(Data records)
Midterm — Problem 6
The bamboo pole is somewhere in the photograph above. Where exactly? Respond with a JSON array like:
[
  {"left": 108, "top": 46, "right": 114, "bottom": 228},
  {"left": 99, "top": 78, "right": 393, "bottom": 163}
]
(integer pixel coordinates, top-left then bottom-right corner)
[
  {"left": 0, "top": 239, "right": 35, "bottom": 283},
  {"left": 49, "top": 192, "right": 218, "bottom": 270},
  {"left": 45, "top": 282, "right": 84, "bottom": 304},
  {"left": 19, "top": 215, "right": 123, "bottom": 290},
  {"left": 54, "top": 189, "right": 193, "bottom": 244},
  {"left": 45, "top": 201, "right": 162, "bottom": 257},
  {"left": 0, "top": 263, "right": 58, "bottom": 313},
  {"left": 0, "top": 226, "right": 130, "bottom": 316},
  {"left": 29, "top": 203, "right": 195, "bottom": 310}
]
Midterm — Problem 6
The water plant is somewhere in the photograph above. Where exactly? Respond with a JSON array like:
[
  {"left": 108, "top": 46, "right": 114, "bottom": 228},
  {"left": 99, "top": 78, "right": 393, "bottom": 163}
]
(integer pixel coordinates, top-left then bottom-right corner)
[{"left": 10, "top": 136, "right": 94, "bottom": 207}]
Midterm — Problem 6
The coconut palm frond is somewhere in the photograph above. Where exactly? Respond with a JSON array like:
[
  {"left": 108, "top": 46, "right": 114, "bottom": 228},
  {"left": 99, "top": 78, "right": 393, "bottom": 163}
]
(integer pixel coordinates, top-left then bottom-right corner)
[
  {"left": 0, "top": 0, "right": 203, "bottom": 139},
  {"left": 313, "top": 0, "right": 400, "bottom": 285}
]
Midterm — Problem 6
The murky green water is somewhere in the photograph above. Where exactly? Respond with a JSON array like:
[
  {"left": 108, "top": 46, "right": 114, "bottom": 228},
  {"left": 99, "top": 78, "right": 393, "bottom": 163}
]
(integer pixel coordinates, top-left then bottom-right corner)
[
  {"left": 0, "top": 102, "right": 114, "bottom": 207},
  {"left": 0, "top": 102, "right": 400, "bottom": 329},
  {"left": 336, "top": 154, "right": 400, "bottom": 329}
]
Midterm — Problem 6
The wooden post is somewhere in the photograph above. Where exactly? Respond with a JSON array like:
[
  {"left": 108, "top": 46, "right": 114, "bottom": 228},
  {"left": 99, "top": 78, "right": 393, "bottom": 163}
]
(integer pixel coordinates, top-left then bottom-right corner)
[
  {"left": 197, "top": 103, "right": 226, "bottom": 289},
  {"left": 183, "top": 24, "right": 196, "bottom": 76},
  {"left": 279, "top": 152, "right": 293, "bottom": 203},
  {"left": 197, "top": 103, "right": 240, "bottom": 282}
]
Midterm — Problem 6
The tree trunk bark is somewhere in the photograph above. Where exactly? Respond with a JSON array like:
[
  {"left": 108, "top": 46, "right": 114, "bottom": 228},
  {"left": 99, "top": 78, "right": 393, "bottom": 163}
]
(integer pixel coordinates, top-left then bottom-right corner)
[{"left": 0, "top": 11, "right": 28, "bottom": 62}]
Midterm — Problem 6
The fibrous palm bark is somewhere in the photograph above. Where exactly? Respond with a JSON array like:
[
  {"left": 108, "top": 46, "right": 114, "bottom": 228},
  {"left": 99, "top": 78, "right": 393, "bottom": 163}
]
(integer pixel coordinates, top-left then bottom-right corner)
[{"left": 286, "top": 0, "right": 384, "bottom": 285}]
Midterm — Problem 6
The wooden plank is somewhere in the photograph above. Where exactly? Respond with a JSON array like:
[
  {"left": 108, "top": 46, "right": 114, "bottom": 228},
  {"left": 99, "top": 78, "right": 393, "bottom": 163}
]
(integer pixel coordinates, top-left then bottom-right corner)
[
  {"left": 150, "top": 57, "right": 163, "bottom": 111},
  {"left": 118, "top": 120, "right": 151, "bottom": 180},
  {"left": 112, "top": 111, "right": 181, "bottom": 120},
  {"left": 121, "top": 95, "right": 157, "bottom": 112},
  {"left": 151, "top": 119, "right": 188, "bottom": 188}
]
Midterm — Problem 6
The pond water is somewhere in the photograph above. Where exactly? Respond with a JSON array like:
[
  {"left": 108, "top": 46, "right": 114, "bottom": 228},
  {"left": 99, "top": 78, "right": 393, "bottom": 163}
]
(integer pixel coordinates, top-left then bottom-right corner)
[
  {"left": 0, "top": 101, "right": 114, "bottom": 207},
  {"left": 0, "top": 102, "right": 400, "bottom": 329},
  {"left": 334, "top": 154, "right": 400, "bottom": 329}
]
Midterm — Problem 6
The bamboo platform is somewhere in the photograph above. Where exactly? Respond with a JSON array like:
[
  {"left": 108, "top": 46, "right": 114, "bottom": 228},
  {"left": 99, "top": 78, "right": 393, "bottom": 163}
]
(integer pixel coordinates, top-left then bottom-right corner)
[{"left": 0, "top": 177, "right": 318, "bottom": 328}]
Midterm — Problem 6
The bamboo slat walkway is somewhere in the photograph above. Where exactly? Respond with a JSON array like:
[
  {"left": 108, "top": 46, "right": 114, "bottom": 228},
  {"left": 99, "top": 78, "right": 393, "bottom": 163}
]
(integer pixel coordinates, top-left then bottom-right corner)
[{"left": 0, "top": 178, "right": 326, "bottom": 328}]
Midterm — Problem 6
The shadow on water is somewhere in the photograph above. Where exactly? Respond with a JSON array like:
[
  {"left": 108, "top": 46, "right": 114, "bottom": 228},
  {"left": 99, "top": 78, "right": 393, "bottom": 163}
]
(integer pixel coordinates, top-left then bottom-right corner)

Goal » Please count the lines of the records that contain the exact string "exactly". Give only the number.

Exercise result » 12